Nothing but the lines from the one with "[tag] glossy jam surface: a pin per instance" to the final line should be returned, each exactly as it appears.

#####

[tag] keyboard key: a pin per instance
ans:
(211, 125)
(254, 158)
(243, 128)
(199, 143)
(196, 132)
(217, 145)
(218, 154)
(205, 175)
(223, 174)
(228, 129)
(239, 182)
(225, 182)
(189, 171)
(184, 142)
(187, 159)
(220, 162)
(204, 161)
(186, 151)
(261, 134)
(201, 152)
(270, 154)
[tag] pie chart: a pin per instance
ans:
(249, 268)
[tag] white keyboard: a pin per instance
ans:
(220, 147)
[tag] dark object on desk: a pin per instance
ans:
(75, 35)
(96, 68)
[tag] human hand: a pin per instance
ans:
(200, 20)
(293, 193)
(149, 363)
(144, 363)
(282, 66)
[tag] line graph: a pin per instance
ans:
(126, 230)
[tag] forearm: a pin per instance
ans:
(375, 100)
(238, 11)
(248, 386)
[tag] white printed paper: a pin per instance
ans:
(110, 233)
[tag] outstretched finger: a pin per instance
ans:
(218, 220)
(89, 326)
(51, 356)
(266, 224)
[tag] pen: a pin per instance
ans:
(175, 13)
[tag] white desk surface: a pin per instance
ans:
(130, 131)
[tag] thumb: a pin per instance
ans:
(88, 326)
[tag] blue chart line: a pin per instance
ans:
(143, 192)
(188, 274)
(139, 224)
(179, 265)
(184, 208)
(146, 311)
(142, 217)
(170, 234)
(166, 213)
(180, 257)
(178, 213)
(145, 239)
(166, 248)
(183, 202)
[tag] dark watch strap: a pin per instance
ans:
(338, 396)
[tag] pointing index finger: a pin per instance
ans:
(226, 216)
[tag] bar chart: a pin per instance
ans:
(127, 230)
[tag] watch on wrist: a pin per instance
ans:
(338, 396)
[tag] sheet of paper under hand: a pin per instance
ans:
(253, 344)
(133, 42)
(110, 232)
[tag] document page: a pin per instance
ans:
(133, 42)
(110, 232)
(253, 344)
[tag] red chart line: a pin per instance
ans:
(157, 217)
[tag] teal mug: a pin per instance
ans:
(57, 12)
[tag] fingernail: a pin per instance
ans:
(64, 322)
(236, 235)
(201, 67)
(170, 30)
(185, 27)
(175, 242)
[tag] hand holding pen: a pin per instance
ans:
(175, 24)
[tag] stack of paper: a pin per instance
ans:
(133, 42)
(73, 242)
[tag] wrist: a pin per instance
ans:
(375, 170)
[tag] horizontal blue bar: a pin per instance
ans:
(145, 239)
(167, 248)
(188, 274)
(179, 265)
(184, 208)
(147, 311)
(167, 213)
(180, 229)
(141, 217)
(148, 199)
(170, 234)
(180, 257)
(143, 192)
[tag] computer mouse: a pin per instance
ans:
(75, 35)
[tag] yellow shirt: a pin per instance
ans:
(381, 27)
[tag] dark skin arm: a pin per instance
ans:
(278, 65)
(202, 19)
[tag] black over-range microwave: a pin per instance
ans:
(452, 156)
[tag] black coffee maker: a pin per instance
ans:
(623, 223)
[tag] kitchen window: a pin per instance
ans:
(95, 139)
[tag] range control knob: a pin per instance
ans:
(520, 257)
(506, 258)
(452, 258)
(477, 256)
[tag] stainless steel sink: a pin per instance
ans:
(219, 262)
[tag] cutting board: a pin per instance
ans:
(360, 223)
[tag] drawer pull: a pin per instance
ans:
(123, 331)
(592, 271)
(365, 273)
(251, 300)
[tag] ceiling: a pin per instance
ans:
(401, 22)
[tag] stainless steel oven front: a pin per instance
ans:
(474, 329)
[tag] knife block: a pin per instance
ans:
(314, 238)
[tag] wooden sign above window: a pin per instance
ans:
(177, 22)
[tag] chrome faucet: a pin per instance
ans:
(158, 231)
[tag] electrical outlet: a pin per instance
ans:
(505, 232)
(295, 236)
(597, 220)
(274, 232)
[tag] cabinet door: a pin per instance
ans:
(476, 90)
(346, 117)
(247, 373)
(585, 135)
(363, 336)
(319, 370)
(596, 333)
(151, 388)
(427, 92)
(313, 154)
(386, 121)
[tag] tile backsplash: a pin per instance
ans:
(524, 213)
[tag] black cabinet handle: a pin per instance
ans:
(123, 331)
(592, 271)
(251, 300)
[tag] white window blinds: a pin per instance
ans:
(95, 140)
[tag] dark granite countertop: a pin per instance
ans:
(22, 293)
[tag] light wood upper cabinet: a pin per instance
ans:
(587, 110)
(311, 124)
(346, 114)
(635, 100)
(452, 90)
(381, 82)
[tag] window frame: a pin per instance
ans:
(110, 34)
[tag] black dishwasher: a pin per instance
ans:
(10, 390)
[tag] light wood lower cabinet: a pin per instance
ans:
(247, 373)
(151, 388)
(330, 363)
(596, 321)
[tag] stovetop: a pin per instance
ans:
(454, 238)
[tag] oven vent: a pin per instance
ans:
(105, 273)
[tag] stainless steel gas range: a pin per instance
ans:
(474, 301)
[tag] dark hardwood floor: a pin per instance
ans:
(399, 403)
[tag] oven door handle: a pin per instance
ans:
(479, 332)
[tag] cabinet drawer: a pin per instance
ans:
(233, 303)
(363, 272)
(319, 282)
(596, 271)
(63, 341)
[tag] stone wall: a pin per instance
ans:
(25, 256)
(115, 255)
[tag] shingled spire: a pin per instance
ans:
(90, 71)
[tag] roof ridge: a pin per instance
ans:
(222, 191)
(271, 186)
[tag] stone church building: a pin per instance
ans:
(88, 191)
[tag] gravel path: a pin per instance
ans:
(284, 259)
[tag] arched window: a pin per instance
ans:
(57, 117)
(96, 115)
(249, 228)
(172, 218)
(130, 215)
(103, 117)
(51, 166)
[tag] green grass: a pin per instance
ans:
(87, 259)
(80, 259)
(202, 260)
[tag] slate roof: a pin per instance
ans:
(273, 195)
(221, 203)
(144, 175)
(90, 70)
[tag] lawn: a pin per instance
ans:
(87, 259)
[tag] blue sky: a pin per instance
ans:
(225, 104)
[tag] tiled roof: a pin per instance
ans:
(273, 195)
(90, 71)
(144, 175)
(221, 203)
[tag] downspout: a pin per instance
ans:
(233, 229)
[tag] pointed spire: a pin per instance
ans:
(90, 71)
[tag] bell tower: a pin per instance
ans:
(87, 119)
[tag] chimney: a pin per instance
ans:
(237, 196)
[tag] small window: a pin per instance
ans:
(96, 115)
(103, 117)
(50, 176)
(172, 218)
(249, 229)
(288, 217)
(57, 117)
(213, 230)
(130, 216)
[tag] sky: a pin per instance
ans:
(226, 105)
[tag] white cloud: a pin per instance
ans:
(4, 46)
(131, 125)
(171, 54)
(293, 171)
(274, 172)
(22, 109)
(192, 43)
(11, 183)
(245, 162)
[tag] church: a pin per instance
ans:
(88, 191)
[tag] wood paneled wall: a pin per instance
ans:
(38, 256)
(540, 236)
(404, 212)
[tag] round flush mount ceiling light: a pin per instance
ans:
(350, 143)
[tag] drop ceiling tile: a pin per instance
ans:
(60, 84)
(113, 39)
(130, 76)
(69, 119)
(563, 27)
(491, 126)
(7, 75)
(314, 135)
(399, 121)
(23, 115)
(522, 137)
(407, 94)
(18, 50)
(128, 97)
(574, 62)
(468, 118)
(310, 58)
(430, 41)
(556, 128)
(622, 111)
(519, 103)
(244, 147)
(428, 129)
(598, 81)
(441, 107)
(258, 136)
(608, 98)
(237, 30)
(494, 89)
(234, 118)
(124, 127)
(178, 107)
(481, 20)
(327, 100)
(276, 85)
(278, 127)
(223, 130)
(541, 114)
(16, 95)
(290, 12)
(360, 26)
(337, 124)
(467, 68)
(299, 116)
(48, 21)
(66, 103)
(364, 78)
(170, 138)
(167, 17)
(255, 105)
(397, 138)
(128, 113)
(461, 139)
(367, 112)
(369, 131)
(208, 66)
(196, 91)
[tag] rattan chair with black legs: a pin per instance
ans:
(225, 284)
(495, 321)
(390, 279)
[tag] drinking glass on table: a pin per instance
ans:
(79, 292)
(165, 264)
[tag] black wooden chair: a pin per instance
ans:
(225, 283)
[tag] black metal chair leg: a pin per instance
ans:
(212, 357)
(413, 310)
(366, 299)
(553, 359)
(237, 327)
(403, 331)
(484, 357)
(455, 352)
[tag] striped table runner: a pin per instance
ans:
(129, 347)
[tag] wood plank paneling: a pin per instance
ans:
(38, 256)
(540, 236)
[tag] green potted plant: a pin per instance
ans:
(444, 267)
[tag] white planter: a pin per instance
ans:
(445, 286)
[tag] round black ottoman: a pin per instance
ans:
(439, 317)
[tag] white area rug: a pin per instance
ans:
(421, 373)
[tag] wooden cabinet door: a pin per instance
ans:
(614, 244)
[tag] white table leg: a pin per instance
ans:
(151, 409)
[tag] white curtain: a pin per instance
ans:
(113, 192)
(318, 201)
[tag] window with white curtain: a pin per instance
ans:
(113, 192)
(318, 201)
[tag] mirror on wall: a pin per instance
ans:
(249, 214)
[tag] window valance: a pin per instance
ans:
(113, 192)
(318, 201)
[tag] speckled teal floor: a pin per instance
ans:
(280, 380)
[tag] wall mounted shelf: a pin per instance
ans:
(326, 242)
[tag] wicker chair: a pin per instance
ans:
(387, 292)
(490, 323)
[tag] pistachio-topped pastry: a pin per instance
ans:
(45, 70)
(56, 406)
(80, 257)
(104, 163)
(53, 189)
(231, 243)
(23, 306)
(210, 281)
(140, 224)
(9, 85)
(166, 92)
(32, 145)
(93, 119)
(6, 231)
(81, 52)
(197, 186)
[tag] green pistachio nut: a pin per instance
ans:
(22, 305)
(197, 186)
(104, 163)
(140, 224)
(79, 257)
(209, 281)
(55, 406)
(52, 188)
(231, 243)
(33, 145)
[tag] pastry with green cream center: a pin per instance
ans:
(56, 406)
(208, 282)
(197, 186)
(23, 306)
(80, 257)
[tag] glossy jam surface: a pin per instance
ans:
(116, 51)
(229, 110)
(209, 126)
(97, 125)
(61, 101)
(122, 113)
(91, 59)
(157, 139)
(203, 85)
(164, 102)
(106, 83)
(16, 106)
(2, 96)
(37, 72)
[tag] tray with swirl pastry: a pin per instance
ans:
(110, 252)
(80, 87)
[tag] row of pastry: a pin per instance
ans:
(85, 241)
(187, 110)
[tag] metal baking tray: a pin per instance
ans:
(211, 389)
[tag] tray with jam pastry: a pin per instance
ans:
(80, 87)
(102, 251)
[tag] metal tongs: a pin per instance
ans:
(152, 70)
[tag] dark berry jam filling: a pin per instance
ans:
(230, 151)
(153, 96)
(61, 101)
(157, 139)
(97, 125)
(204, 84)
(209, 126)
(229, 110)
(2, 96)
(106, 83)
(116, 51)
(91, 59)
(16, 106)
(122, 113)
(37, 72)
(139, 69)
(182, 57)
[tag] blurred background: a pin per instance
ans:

#####

OUTPUT BELOW -
[tag] glossy jam surface: a pin per instance
ans:
(116, 51)
(229, 110)
(209, 126)
(97, 125)
(61, 101)
(122, 113)
(91, 59)
(157, 139)
(203, 85)
(164, 102)
(106, 83)
(16, 106)
(2, 96)
(37, 72)
[tag] tray with swirl pastry: a pin per instance
ans:
(110, 252)
(80, 87)
[tag] row of pastry: a pin per instance
ans:
(85, 241)
(187, 110)
[tag] metal baking tray: a pin per instance
ans:
(211, 389)
[tag] tray with jam pastry: a pin per instance
ans:
(80, 87)
(102, 251)
[tag] metal tongs: a pin per instance
ans:
(152, 70)
[tag] dark berry jam filling: a pin per instance
ans:
(230, 151)
(153, 96)
(61, 101)
(157, 139)
(97, 125)
(204, 84)
(209, 126)
(229, 110)
(2, 96)
(106, 83)
(116, 51)
(91, 59)
(16, 106)
(122, 113)
(37, 72)
(139, 69)
(182, 57)
[tag] blurred background: a pin per instance
ans:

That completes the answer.